Problem details →
Write out the data below exactly, beginning with the first line and ending once the line that has "Target: player's hand" is written.
======== Records for this task ========
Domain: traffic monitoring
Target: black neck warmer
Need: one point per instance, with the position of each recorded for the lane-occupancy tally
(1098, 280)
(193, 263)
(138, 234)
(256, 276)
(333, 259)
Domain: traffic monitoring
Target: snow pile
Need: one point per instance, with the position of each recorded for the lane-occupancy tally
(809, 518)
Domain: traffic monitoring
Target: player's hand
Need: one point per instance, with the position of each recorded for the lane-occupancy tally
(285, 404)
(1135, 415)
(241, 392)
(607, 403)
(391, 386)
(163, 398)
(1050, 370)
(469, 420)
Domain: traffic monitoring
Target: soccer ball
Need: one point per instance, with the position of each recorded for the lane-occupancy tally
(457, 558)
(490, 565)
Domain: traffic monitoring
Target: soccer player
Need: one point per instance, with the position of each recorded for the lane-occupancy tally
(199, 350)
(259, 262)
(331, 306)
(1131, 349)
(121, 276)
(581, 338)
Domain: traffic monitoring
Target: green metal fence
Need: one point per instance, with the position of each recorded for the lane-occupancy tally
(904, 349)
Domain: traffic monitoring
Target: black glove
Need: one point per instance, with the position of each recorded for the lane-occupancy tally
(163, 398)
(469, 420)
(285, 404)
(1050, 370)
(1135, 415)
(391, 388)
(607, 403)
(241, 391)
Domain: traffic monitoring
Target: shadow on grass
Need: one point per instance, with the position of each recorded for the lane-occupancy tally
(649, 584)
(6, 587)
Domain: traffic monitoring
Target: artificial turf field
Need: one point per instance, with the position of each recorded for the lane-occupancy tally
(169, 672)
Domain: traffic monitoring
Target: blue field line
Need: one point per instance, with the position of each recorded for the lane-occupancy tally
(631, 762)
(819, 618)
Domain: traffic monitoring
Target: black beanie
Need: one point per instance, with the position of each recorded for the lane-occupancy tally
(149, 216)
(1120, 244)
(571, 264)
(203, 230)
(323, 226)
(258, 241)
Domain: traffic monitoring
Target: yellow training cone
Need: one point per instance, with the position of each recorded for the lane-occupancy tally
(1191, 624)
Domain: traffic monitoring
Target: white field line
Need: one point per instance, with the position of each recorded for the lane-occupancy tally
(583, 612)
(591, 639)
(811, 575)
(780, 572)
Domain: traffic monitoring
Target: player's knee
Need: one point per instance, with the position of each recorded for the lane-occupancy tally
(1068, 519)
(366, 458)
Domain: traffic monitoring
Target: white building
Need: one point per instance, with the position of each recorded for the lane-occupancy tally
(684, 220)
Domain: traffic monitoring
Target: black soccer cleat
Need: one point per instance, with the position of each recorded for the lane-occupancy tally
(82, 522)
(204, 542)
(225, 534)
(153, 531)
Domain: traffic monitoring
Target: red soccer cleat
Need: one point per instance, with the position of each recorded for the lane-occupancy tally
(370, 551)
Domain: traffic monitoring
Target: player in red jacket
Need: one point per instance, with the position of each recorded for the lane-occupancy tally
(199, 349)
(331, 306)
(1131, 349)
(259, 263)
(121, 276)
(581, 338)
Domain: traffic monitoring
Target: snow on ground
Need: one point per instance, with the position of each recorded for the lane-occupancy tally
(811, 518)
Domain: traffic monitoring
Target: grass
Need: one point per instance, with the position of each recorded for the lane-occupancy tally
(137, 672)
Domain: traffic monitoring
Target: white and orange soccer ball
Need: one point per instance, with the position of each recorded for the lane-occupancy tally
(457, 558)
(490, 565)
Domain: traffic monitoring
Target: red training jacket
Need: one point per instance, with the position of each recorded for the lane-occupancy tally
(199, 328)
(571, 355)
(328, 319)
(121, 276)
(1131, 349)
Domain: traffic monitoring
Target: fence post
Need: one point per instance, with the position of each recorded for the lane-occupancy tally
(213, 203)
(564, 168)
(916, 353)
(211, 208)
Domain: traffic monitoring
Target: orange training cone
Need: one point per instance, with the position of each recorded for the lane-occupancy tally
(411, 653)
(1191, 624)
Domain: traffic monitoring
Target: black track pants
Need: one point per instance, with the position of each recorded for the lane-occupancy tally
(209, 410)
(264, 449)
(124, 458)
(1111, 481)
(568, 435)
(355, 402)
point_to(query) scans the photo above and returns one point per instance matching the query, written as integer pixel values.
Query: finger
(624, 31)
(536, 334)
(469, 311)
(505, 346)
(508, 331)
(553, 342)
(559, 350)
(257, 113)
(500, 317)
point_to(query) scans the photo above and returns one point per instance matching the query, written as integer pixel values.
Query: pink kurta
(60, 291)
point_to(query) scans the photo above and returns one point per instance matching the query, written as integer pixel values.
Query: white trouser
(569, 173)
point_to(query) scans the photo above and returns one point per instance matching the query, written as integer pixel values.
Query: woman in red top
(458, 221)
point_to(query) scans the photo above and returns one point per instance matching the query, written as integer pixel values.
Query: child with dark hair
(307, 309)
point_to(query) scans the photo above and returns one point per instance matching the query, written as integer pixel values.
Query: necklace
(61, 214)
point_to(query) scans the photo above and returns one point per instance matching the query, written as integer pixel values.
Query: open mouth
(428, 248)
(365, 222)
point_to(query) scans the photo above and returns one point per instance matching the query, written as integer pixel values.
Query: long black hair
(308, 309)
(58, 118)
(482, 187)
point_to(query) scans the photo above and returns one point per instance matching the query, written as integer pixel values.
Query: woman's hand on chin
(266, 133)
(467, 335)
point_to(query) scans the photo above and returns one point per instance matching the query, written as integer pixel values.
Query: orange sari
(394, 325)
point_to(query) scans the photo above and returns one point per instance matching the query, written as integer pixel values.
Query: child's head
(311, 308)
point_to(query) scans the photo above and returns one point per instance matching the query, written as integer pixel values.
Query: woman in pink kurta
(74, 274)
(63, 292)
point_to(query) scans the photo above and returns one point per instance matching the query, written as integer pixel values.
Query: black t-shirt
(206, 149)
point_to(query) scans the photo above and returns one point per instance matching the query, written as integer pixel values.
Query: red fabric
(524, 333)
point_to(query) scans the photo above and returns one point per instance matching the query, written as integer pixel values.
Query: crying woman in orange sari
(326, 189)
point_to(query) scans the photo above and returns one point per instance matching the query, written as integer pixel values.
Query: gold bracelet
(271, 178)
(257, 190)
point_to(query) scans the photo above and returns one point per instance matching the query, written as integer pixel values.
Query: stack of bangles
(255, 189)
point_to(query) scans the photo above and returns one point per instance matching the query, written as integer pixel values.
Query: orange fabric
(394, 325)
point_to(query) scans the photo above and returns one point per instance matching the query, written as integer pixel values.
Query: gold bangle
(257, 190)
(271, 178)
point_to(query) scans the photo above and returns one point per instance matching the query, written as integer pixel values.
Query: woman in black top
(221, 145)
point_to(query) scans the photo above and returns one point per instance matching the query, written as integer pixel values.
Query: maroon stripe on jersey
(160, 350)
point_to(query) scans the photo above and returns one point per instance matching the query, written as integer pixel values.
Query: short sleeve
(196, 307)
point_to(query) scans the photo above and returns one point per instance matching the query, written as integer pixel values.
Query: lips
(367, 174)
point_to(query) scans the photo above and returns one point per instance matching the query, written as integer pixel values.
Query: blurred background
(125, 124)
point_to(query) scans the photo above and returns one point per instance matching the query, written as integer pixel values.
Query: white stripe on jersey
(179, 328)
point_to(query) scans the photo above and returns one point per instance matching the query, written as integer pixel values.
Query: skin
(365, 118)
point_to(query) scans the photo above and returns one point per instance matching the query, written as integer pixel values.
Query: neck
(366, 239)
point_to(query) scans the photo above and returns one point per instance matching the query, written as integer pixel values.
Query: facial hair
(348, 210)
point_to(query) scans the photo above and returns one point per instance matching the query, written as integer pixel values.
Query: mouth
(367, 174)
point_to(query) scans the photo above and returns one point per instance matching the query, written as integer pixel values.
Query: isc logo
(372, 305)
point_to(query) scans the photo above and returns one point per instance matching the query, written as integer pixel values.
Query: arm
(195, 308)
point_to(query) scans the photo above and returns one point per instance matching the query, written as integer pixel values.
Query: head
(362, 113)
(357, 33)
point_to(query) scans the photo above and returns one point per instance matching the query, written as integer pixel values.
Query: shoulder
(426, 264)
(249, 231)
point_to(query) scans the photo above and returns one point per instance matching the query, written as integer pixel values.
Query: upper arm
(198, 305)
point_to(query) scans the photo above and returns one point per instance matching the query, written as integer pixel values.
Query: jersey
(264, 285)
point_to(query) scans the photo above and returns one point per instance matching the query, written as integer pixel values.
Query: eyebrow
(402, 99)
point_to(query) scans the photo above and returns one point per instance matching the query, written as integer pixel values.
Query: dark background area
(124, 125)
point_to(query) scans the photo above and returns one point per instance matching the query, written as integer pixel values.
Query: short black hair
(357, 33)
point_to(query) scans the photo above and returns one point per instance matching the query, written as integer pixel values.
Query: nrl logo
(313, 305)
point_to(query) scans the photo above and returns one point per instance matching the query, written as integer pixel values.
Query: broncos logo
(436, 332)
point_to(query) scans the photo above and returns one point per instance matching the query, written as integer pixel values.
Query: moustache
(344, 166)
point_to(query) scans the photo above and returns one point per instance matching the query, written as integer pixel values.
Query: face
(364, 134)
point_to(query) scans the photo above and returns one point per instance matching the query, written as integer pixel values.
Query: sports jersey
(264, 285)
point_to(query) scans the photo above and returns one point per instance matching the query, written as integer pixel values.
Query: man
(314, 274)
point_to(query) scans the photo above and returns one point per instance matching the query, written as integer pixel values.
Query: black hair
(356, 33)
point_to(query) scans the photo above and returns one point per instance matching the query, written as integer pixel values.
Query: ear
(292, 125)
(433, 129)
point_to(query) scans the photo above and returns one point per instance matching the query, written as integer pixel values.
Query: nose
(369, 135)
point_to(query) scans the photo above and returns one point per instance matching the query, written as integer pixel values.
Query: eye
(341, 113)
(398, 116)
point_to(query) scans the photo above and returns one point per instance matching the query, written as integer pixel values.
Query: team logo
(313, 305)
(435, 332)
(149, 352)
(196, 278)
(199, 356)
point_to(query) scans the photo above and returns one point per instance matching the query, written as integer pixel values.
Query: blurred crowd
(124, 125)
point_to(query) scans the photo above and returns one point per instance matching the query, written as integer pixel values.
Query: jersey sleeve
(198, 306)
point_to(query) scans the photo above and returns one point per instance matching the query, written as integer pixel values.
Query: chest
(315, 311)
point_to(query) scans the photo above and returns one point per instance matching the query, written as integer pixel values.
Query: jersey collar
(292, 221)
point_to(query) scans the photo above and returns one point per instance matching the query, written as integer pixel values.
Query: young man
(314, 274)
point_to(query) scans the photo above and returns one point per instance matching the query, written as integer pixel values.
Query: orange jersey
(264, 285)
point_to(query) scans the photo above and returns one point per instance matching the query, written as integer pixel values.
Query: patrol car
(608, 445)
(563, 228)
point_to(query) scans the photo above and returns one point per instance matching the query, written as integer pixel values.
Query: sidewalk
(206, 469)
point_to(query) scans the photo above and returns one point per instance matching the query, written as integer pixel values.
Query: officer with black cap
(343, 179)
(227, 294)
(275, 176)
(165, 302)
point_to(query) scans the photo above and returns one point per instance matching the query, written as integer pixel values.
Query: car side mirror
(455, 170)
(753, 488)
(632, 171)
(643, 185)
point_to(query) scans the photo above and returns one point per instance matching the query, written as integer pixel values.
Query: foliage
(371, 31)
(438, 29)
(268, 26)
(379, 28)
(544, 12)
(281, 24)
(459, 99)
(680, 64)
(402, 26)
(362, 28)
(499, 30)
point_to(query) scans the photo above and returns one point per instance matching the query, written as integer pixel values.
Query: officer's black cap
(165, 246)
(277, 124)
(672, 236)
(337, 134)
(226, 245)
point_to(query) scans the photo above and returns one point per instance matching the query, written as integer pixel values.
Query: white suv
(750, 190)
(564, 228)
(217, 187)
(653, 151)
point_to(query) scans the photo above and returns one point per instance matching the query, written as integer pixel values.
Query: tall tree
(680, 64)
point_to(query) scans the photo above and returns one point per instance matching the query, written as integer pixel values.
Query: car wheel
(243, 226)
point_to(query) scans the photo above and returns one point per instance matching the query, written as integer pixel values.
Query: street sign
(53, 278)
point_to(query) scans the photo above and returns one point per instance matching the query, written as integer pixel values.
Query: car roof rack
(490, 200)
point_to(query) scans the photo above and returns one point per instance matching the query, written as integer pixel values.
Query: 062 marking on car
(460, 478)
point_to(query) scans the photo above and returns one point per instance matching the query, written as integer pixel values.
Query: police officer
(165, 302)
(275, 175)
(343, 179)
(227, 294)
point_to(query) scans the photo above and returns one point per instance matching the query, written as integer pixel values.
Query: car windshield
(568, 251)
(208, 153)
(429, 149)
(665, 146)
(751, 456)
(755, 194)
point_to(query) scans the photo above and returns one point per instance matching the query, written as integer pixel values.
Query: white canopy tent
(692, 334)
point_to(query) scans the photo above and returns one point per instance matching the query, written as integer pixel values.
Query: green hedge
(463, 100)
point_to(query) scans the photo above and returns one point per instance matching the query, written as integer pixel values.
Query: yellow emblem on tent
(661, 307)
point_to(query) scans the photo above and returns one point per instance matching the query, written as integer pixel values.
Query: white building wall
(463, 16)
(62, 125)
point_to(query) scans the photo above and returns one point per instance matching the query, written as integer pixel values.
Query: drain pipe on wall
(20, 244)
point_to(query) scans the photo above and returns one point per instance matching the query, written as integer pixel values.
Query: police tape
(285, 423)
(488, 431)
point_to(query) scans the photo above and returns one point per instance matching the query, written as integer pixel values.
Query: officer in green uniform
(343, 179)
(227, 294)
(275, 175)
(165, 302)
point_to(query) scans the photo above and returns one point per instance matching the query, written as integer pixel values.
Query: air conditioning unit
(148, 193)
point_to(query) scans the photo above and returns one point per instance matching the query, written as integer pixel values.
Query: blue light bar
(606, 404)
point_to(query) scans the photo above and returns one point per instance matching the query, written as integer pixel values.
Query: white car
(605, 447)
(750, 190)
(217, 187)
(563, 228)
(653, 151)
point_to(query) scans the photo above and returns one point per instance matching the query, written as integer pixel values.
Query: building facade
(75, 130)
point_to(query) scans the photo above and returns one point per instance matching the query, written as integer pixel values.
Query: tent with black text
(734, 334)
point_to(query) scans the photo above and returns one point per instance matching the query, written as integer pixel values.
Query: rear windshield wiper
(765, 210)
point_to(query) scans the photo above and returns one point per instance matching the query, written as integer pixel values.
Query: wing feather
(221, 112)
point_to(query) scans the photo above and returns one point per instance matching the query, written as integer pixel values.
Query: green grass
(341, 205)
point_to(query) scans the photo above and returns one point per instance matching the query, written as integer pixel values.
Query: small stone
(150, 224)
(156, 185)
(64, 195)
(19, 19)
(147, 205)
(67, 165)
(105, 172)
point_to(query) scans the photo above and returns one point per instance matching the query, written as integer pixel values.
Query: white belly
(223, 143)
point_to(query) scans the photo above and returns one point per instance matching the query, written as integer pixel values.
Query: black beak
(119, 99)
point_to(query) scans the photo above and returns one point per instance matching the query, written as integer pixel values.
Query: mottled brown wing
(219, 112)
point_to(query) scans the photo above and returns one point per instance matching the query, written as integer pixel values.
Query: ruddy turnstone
========
Response →
Domain: traffic monitoring
Target: black neck warmer
Need: one point per instance, with the position of each recorded for the lane-occupancy tally
(1098, 280)
(193, 263)
(138, 234)
(256, 276)
(333, 259)
Domain: traffic monitoring
Target: snow pile
Need: one point per instance, with the position of each recorded for the lane-occupancy tally
(809, 518)
Domain: traffic monitoring
Target: player's hand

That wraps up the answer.